What this task involves
Take the line that contains "# drop a point on every instance of the green tree;" as the first line and the final line of the records as the last; return exactly those lines and the lines between.

[Collected data entries]

==================================================

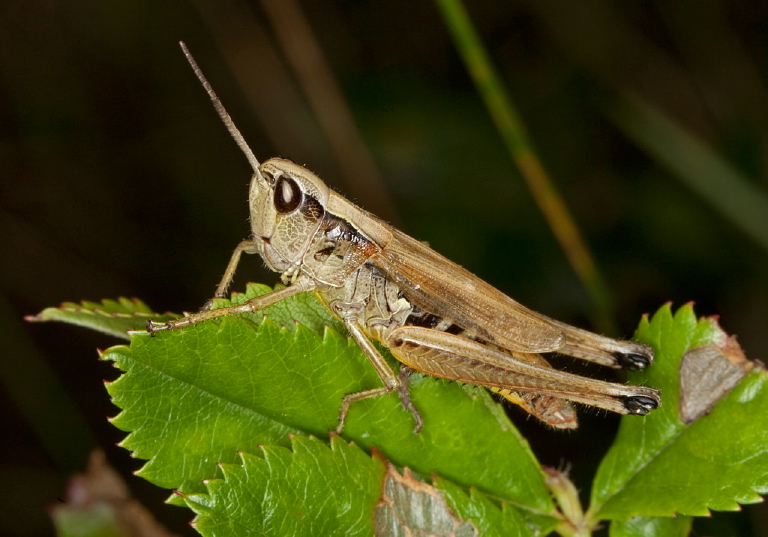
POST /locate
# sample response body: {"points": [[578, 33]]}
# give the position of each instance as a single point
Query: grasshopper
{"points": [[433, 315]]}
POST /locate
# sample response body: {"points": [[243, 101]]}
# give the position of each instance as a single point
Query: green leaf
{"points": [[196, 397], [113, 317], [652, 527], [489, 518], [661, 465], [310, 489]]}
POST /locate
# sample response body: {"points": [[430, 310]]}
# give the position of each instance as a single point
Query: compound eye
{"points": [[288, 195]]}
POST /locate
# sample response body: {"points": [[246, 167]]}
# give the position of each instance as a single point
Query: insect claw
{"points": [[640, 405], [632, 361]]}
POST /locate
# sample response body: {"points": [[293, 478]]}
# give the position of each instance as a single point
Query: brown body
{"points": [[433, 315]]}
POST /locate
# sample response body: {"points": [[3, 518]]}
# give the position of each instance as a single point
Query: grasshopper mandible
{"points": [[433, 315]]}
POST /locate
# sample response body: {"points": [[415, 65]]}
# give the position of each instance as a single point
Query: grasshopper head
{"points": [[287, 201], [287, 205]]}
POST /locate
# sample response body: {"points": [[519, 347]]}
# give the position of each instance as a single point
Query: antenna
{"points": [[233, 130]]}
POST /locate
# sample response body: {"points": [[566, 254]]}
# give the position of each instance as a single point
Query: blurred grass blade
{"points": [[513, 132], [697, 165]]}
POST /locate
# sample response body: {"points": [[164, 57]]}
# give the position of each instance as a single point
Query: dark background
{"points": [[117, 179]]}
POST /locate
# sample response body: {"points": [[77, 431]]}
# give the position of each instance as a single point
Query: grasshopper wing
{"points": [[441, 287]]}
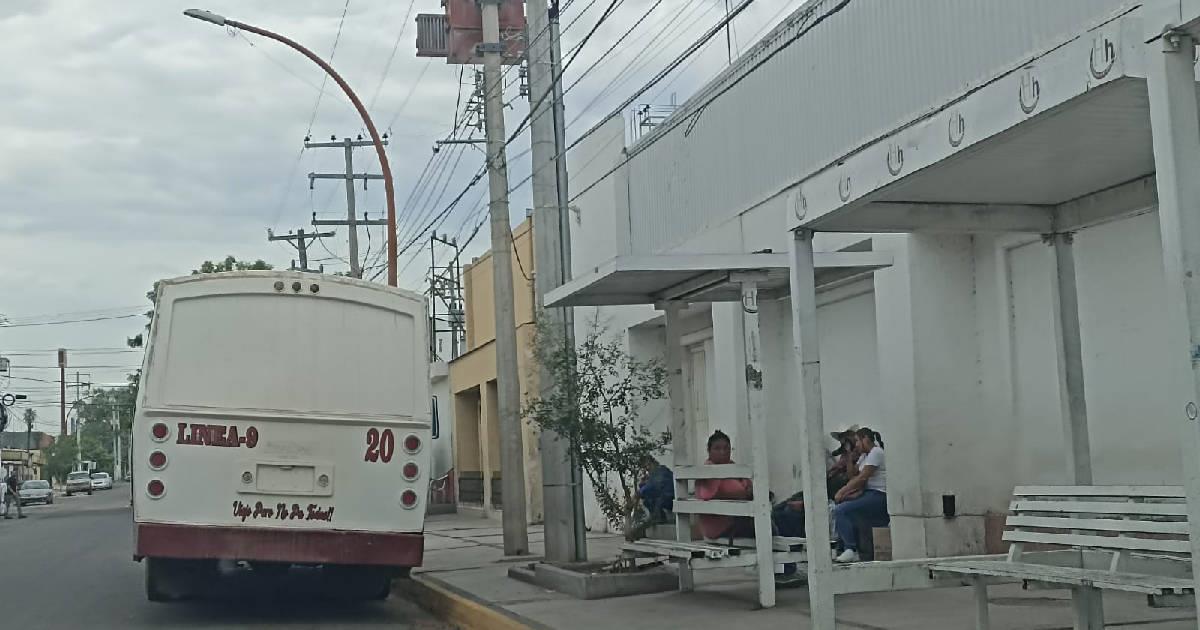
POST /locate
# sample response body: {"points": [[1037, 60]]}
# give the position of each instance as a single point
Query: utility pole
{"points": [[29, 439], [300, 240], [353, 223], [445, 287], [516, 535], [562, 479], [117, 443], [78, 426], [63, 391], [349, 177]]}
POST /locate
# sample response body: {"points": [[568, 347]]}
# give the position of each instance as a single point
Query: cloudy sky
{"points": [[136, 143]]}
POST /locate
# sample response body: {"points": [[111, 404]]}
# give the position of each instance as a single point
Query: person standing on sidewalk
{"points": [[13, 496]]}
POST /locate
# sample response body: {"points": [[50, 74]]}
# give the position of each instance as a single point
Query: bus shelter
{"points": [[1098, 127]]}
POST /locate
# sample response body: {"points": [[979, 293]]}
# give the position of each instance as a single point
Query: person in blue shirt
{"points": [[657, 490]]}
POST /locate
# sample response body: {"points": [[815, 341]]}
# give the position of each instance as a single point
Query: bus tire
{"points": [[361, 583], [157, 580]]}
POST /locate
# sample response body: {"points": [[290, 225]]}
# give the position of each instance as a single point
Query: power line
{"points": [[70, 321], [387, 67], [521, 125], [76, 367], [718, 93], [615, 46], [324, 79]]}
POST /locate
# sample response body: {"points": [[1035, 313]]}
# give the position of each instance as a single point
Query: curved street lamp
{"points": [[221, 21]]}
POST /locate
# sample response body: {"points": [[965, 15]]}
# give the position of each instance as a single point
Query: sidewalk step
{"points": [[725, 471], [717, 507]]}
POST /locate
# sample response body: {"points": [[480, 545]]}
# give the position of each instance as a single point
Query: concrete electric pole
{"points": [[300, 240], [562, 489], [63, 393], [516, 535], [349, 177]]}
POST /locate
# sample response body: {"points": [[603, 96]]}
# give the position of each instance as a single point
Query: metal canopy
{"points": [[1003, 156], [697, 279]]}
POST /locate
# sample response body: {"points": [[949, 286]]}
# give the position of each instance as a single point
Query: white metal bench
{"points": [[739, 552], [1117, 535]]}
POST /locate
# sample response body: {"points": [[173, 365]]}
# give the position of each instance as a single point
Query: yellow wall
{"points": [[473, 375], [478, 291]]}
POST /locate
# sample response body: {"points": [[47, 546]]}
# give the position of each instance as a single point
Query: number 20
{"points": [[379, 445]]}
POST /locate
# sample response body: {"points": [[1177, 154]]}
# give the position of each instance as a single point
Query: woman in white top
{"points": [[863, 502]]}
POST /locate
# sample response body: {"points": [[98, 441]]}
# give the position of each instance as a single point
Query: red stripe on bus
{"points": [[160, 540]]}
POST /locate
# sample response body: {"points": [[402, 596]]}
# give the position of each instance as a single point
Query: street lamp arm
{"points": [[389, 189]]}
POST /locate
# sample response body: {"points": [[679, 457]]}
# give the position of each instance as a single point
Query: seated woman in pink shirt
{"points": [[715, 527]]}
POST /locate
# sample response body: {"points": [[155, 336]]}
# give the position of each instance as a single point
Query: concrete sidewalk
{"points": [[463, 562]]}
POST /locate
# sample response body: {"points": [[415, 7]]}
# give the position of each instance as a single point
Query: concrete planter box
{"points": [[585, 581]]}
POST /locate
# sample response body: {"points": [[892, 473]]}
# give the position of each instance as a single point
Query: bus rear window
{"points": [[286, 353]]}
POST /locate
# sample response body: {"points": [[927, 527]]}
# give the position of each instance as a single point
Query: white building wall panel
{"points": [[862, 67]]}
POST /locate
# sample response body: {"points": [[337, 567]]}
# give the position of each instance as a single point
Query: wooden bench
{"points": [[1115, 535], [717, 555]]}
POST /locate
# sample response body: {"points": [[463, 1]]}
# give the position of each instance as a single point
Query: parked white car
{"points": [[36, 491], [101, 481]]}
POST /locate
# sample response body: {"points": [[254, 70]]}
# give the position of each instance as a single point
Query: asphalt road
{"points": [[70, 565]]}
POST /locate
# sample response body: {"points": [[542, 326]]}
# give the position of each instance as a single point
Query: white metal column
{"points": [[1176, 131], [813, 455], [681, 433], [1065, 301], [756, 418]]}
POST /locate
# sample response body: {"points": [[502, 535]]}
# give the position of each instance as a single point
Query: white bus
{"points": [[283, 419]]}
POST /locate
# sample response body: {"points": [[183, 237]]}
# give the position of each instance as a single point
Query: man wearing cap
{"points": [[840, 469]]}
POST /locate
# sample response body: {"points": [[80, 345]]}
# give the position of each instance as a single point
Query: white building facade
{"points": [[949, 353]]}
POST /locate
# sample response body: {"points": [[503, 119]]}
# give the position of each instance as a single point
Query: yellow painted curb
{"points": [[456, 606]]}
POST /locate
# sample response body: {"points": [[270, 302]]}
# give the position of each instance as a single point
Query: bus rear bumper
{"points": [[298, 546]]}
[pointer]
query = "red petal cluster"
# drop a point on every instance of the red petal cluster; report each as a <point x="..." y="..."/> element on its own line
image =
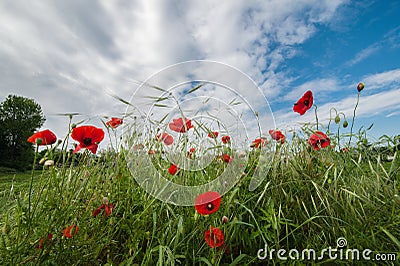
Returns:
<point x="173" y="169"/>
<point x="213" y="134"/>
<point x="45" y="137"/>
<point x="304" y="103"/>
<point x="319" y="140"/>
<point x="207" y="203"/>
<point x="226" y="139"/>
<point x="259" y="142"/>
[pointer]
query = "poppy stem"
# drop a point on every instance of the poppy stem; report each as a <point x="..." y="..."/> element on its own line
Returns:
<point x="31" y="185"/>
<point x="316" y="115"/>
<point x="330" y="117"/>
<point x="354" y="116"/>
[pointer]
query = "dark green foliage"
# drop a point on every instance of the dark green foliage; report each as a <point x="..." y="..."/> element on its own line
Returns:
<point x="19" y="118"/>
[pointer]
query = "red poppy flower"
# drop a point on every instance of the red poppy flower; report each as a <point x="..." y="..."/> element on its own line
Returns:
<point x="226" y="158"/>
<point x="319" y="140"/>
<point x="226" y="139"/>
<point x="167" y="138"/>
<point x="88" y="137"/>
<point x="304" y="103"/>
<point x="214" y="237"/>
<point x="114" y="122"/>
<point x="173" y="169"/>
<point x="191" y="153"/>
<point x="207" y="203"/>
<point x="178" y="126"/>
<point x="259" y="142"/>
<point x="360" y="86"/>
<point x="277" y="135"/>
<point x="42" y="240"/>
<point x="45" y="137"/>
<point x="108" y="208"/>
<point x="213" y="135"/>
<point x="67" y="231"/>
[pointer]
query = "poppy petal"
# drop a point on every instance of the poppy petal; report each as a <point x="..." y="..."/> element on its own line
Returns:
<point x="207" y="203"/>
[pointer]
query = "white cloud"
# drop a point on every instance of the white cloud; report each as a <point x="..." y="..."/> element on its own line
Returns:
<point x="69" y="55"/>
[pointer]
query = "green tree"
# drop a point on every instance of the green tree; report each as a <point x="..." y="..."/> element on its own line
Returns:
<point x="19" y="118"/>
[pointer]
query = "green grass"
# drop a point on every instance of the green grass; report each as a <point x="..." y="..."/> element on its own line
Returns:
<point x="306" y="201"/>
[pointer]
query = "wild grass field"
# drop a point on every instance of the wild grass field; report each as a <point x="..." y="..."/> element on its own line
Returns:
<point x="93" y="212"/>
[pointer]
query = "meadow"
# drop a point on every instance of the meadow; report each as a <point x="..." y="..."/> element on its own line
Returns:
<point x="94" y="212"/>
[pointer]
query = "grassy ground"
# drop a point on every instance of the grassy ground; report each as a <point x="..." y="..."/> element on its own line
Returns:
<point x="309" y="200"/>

==================================================

Response
# drop a point on every instance of the green tree; report each as a <point x="..." y="..."/> element on its own line
Returns:
<point x="19" y="118"/>
[pointer]
query = "green grass"
# drop a point on every instance of the green grass; report each as a <point x="..." y="..."/> element on its own line
Returns:
<point x="306" y="201"/>
[pointer]
query = "wild grass field"
# drop a point on every instance of the wild grass field; report each as a <point x="..." y="..."/> element on its own line
Returns:
<point x="93" y="212"/>
[pointer]
query = "meadow"
# drop a point on every instance of the meadow; report each as a <point x="..." y="..."/> element on its own line
Returns:
<point x="94" y="212"/>
[pointer]
query = "grassy ground"
# drop a point on every instance of the grassy ground; report each as a <point x="..." y="..."/> element on its own line
Returns:
<point x="309" y="200"/>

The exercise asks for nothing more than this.